## Exercise
Retype the line in which "--target gold bracelet" appears, then every line after it until the records end. Leave out the pictures.

- - - - - - -

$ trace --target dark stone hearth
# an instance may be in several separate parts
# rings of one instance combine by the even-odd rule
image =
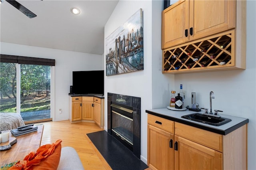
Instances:
[[[142,170],[148,166],[105,130],[87,134],[113,170]]]
[[[113,105],[117,106],[117,107]],[[132,113],[131,114],[120,109],[119,107],[124,108],[124,110],[131,111]],[[116,116],[112,113],[112,111],[128,117],[132,121]],[[139,159],[140,158],[140,97],[108,93],[108,132],[131,150]],[[122,132],[116,133],[119,130]],[[128,142],[130,138],[124,140],[119,134],[122,135],[123,137],[132,135],[130,138],[128,137],[132,140],[132,144],[129,143],[130,141]]]

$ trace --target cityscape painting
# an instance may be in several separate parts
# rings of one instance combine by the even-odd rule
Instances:
[[[106,39],[106,75],[144,69],[142,10]]]

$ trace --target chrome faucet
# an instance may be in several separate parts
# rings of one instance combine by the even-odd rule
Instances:
[[[210,92],[210,113],[209,114],[213,114],[212,113],[212,99],[214,99],[214,94],[213,93],[213,91],[211,91]]]

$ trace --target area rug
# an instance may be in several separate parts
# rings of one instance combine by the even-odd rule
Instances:
[[[148,166],[105,130],[87,136],[113,170],[142,170]]]

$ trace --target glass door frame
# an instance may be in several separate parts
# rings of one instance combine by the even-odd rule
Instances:
[[[50,118],[54,121],[55,119],[55,114],[52,114],[54,113],[55,109],[55,67],[51,66],[51,81],[50,81],[50,91],[51,91],[51,100],[50,100]],[[20,64],[16,63],[16,113],[20,114]]]

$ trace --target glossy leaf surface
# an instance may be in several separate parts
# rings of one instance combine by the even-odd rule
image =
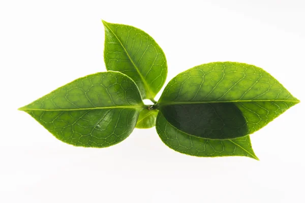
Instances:
[[[119,71],[131,78],[143,99],[154,98],[167,74],[166,59],[160,47],[140,29],[104,21],[103,23],[107,70]]]
[[[166,86],[158,105],[167,120],[184,132],[224,139],[253,133],[299,102],[262,69],[219,62],[200,65],[178,74]],[[233,106],[239,114],[236,111],[230,113]],[[206,107],[212,109],[207,110]],[[225,113],[226,111],[228,112]],[[237,125],[233,124],[235,121]],[[212,128],[203,130],[202,126],[208,125]]]
[[[110,71],[79,78],[19,110],[63,142],[106,147],[131,133],[143,106],[134,82]]]
[[[197,138],[177,129],[161,112],[157,118],[156,128],[164,144],[183,154],[201,157],[243,156],[258,160],[249,136],[224,140]]]
[[[158,113],[158,110],[148,110],[143,109],[139,115],[137,122],[137,128],[150,128],[156,125],[156,119]]]

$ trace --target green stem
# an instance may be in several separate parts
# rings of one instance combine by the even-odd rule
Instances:
[[[152,103],[154,103],[154,104],[157,104],[157,101],[155,99],[154,99],[154,98],[151,98],[149,99],[151,101],[151,102],[152,102]]]

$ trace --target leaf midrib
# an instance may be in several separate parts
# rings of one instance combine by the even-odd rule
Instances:
[[[142,81],[143,82],[143,83],[144,84],[145,90],[149,93],[149,96],[148,97],[148,98],[151,98],[150,97],[151,97],[152,96],[152,95],[151,94],[151,91],[148,88],[148,84],[146,83],[146,80],[145,80],[145,79],[143,78],[143,76],[142,75],[142,74],[141,74],[141,73],[139,71],[139,69],[138,68],[138,67],[137,67],[137,66],[135,64],[134,62],[132,59],[131,57],[129,55],[129,54],[127,52],[127,50],[126,50],[126,49],[125,49],[125,47],[124,47],[124,46],[123,46],[123,44],[122,44],[122,43],[120,41],[120,40],[119,40],[119,39],[118,39],[118,38],[117,37],[117,36],[116,36],[116,35],[115,35],[114,33],[114,32],[113,32],[113,31],[112,31],[112,30],[110,28],[110,27],[109,26],[108,26],[108,25],[107,24],[107,22],[106,22],[104,21],[104,24],[108,27],[108,28],[109,29],[109,30],[110,30],[111,31],[111,32],[112,32],[112,33],[113,34],[113,35],[115,37],[115,38],[116,38],[116,39],[117,40],[117,41],[118,41],[118,42],[119,42],[119,44],[121,45],[121,47],[124,49],[124,51],[126,53],[126,54],[127,55],[127,56],[128,56],[128,58],[129,58],[129,60],[130,60],[130,61],[131,61],[131,63],[134,65],[134,66],[135,67],[135,68],[136,69],[136,71],[137,71],[137,72],[138,72],[138,73],[139,74],[139,75],[140,76],[140,77],[141,78],[141,79],[142,80]]]
[[[143,109],[143,107],[142,106],[120,106],[116,107],[94,107],[88,108],[79,108],[79,109],[31,109],[31,108],[21,108],[18,109],[20,111],[81,111],[81,110],[92,110],[96,109]]]
[[[161,101],[158,103],[159,106],[169,106],[175,105],[193,105],[207,103],[239,103],[239,102],[257,102],[257,101],[285,101],[292,102],[296,104],[299,103],[300,101],[295,100],[232,100],[229,101],[174,101],[174,102],[164,102]]]

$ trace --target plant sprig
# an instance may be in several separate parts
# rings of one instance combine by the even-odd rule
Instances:
[[[263,69],[229,61],[178,74],[156,101],[167,75],[162,49],[140,29],[103,23],[108,71],[77,79],[19,109],[65,143],[106,147],[135,127],[156,125],[161,140],[182,153],[258,159],[249,135],[299,102]],[[144,105],[145,99],[154,105]]]

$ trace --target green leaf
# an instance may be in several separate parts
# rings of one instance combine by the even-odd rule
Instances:
[[[252,133],[299,102],[261,68],[218,62],[178,74],[166,86],[158,105],[179,130],[224,139]]]
[[[201,157],[243,156],[259,160],[249,136],[224,140],[197,138],[177,129],[161,112],[157,118],[156,128],[165,145],[183,154]]]
[[[158,110],[148,110],[143,109],[140,113],[138,122],[137,122],[137,128],[149,128],[156,125],[156,119],[158,115]]]
[[[163,51],[152,38],[140,29],[104,21],[103,23],[107,70],[129,76],[137,84],[143,99],[153,99],[167,75]]]
[[[79,78],[19,109],[65,143],[106,147],[129,136],[143,107],[134,82],[110,71]]]

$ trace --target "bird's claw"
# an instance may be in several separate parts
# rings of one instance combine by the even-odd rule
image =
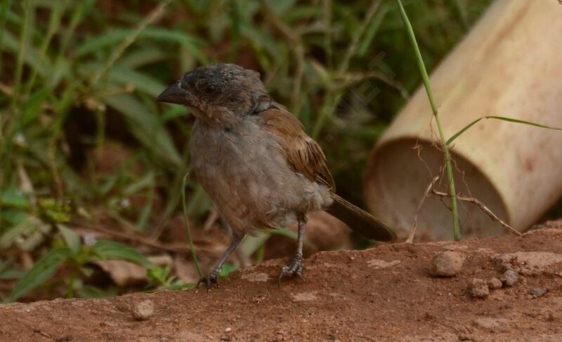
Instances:
[[[281,280],[284,277],[294,277],[295,275],[298,275],[299,278],[304,281],[304,277],[303,277],[303,256],[301,254],[295,255],[291,264],[281,268],[281,273],[280,273],[277,278],[277,285],[281,286]]]
[[[207,290],[209,291],[211,289],[211,287],[213,286],[216,287],[218,288],[219,286],[219,280],[221,280],[221,275],[220,273],[214,270],[210,273],[207,275],[204,275],[197,282],[197,285],[195,285],[195,288],[199,288],[200,284],[204,284],[207,286]]]

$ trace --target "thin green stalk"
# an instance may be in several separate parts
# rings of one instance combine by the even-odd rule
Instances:
[[[15,72],[13,81],[13,94],[12,95],[11,108],[15,111],[20,99],[22,85],[22,73],[23,71],[23,57],[27,48],[30,27],[33,17],[33,0],[25,0],[23,3],[23,24],[20,35],[20,50],[15,62]]]
[[[439,131],[441,148],[443,149],[443,153],[445,153],[445,167],[447,172],[447,179],[449,181],[449,196],[451,198],[451,212],[452,212],[452,231],[455,240],[458,241],[461,238],[459,224],[459,210],[457,205],[457,191],[455,187],[455,177],[452,172],[452,165],[451,165],[451,153],[449,151],[449,145],[447,144],[447,139],[443,134],[441,121],[438,114],[437,104],[433,97],[433,93],[431,90],[431,84],[429,82],[429,76],[427,75],[424,60],[422,58],[422,53],[419,52],[419,47],[416,41],[416,36],[414,34],[414,29],[412,28],[412,24],[410,24],[410,20],[408,20],[407,15],[406,15],[406,11],[400,0],[396,0],[396,4],[398,4],[398,8],[400,8],[400,13],[402,16],[402,20],[404,22],[404,27],[410,38],[412,47],[414,48],[419,73],[422,74],[424,86],[427,92],[427,97],[429,98],[429,103],[431,104],[431,111],[433,113],[433,117],[437,124],[437,129]]]
[[[2,46],[2,41],[4,36],[4,29],[6,27],[6,19],[8,16],[8,10],[12,6],[12,0],[6,0],[0,5],[0,46]],[[0,58],[0,72],[2,71],[2,59]]]
[[[72,271],[68,278],[68,287],[66,289],[66,298],[73,298],[74,296],[74,282],[76,281],[76,271]]]
[[[203,272],[201,271],[201,267],[199,266],[199,261],[197,261],[195,247],[193,245],[193,239],[191,238],[191,229],[189,228],[189,222],[188,221],[188,205],[185,201],[185,182],[188,180],[188,176],[189,176],[189,172],[183,176],[183,181],[181,182],[181,202],[183,206],[183,221],[185,222],[185,231],[188,233],[189,247],[190,249],[191,249],[191,258],[193,259],[193,264],[195,264],[195,268],[197,270],[197,274],[199,274],[200,278],[203,278]]]

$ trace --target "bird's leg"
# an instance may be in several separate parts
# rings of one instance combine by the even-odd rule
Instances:
[[[304,278],[303,278],[303,241],[304,240],[304,230],[306,228],[306,216],[299,214],[298,221],[299,235],[296,240],[296,252],[293,256],[291,264],[283,266],[281,269],[281,274],[279,275],[279,278],[277,279],[277,284],[279,285],[281,284],[281,279],[287,276],[293,277],[296,275],[304,280]]]
[[[214,268],[213,268],[213,271],[199,280],[195,287],[199,287],[199,285],[201,283],[207,285],[207,291],[211,288],[211,286],[213,286],[213,285],[215,285],[217,287],[218,287],[218,282],[221,279],[221,270],[223,268],[223,265],[224,265],[224,263],[226,262],[226,260],[228,259],[228,256],[230,256],[232,252],[236,249],[236,247],[240,243],[240,241],[242,241],[244,238],[244,235],[245,234],[242,232],[233,232],[232,242],[228,246],[228,248],[226,249],[224,254],[221,257],[221,260],[218,261],[216,266],[215,266]]]

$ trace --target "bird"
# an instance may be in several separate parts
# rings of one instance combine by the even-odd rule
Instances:
[[[223,265],[247,234],[298,224],[296,250],[277,278],[303,277],[308,213],[325,210],[365,238],[391,242],[392,229],[336,193],[320,145],[268,94],[260,74],[218,63],[185,73],[157,101],[195,116],[189,142],[195,177],[228,224],[231,242],[197,283],[218,287]]]

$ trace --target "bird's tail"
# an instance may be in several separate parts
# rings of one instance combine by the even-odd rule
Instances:
[[[334,204],[326,211],[367,238],[378,241],[396,240],[396,234],[377,217],[337,195],[334,195]]]

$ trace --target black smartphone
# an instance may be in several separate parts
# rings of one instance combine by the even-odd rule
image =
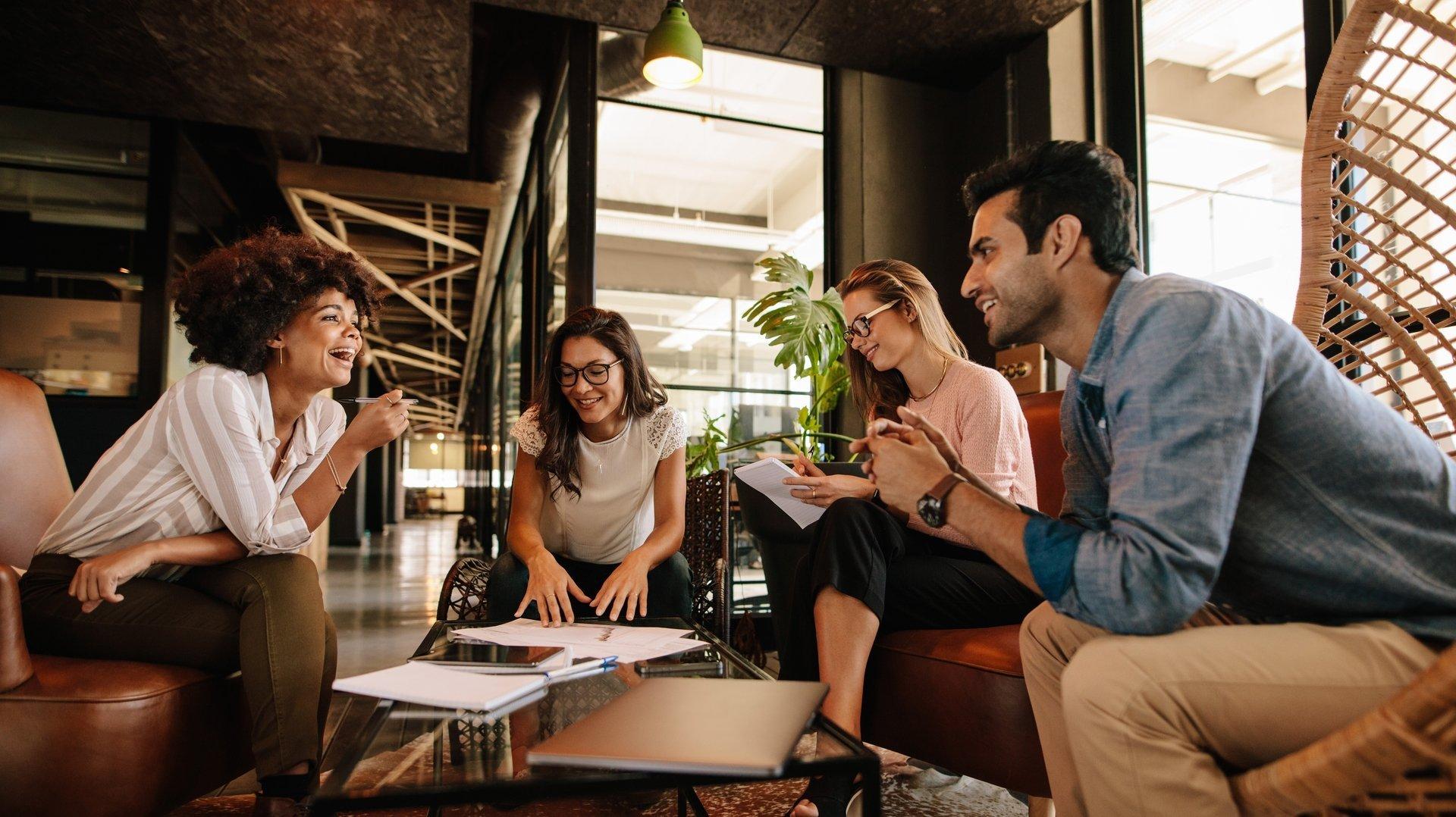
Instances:
[[[531,673],[543,671],[540,670],[542,664],[559,654],[561,647],[508,647],[504,644],[448,641],[424,655],[414,655],[409,660],[450,667],[479,667],[494,673],[511,670]]]

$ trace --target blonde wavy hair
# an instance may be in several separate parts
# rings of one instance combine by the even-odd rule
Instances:
[[[965,344],[951,329],[945,312],[941,309],[941,299],[925,277],[911,264],[881,258],[866,261],[850,271],[849,277],[839,283],[840,297],[859,290],[869,290],[881,303],[898,300],[894,306],[907,319],[914,316],[911,326],[920,332],[920,338],[930,345],[946,364],[957,360],[968,360]],[[850,316],[846,319],[853,320]],[[877,371],[865,360],[865,355],[846,348],[844,366],[849,368],[850,390],[855,395],[855,405],[866,419],[879,417],[897,418],[895,408],[903,406],[910,399],[910,387],[900,371]]]

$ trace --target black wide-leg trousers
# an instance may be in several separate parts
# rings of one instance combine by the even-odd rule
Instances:
[[[779,677],[818,679],[814,600],[833,587],[859,599],[881,632],[1018,623],[1041,596],[980,550],[910,530],[885,508],[843,498],[810,532],[794,577],[789,644]]]

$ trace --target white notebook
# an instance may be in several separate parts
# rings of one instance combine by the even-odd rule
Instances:
[[[333,682],[336,692],[428,703],[446,709],[491,711],[546,686],[546,676],[463,673],[411,661],[399,667]]]
[[[783,481],[798,476],[794,469],[773,457],[761,459],[756,463],[743,465],[734,469],[734,476],[748,484],[750,488],[773,500],[779,510],[789,514],[799,527],[808,527],[824,516],[824,508],[799,501],[791,491],[794,485]]]

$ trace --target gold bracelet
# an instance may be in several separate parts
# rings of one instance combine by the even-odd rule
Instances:
[[[333,467],[333,457],[329,456],[329,454],[323,454],[323,462],[329,463],[329,473],[333,475],[333,485],[335,485],[335,488],[339,489],[339,494],[348,491],[349,486],[345,485],[345,484],[342,484],[342,482],[339,482],[339,472]]]

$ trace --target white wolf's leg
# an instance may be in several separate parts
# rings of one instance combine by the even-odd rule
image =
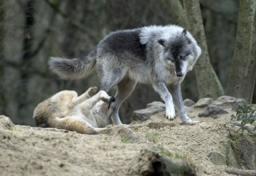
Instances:
[[[192,121],[187,115],[183,104],[180,84],[170,85],[169,88],[174,98],[174,105],[179,111],[179,114],[181,118],[182,121],[187,124],[195,124],[199,123],[199,121]]]
[[[79,106],[82,110],[82,113],[86,116],[87,114],[90,113],[90,110],[100,100],[108,102],[110,98],[110,97],[106,93],[106,92],[104,91],[100,91],[96,95],[80,104]]]
[[[166,103],[166,117],[168,119],[173,120],[175,118],[175,110],[174,109],[172,97],[170,93],[164,83],[156,83],[153,85],[153,88],[159,93],[162,99]]]
[[[130,79],[122,80],[117,85],[117,91],[115,95],[114,102],[115,109],[111,116],[113,122],[115,125],[122,125],[119,117],[118,111],[122,103],[131,95],[134,90],[137,82]]]
[[[89,88],[83,94],[73,100],[68,105],[70,108],[73,108],[73,107],[77,106],[77,105],[81,104],[85,100],[90,98],[97,92],[97,88],[96,87]]]

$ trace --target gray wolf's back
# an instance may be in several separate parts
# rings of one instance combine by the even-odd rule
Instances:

- - - - - - -

## Solution for this problem
$ trace --target gold bracelet
# an instance may be in several separate parts
# rings of one instance combine by the even-odd rule
Instances:
[[[333,467],[333,457],[329,456],[329,454],[323,454],[323,462],[329,463],[329,473],[333,475],[333,485],[335,485],[335,488],[339,489],[339,494],[348,491],[349,486],[345,485],[345,484],[342,484],[342,482],[339,482],[339,472]]]

$ trace --target white wolf's leg
# an instance may be in several separate parts
# rings of one instance combine by the even-odd rule
image =
Instances:
[[[192,121],[187,115],[183,104],[180,84],[170,85],[169,88],[174,98],[174,105],[179,111],[179,114],[181,118],[182,121],[187,124],[195,124],[199,123],[199,121]]]
[[[79,106],[82,110],[82,113],[86,116],[87,114],[90,113],[90,110],[100,100],[108,102],[110,98],[110,97],[106,93],[106,92],[104,91],[100,91],[96,95],[80,104]]]
[[[166,103],[166,117],[168,119],[173,120],[175,118],[175,110],[174,109],[172,97],[170,93],[164,83],[156,83],[153,85],[153,88],[159,93],[162,99]]]
[[[130,79],[122,80],[117,85],[117,91],[115,95],[114,102],[115,109],[111,116],[113,122],[115,125],[122,125],[119,117],[118,111],[122,103],[131,95],[134,90],[137,82]]]
[[[89,88],[83,94],[73,100],[68,105],[70,108],[73,108],[73,107],[77,106],[77,105],[81,104],[85,100],[90,98],[97,92],[97,88],[96,87]]]

$ trace --target gray wolf's back
# an instance may be in several separate parts
# rings of one instance combine by the even-odd rule
Instances:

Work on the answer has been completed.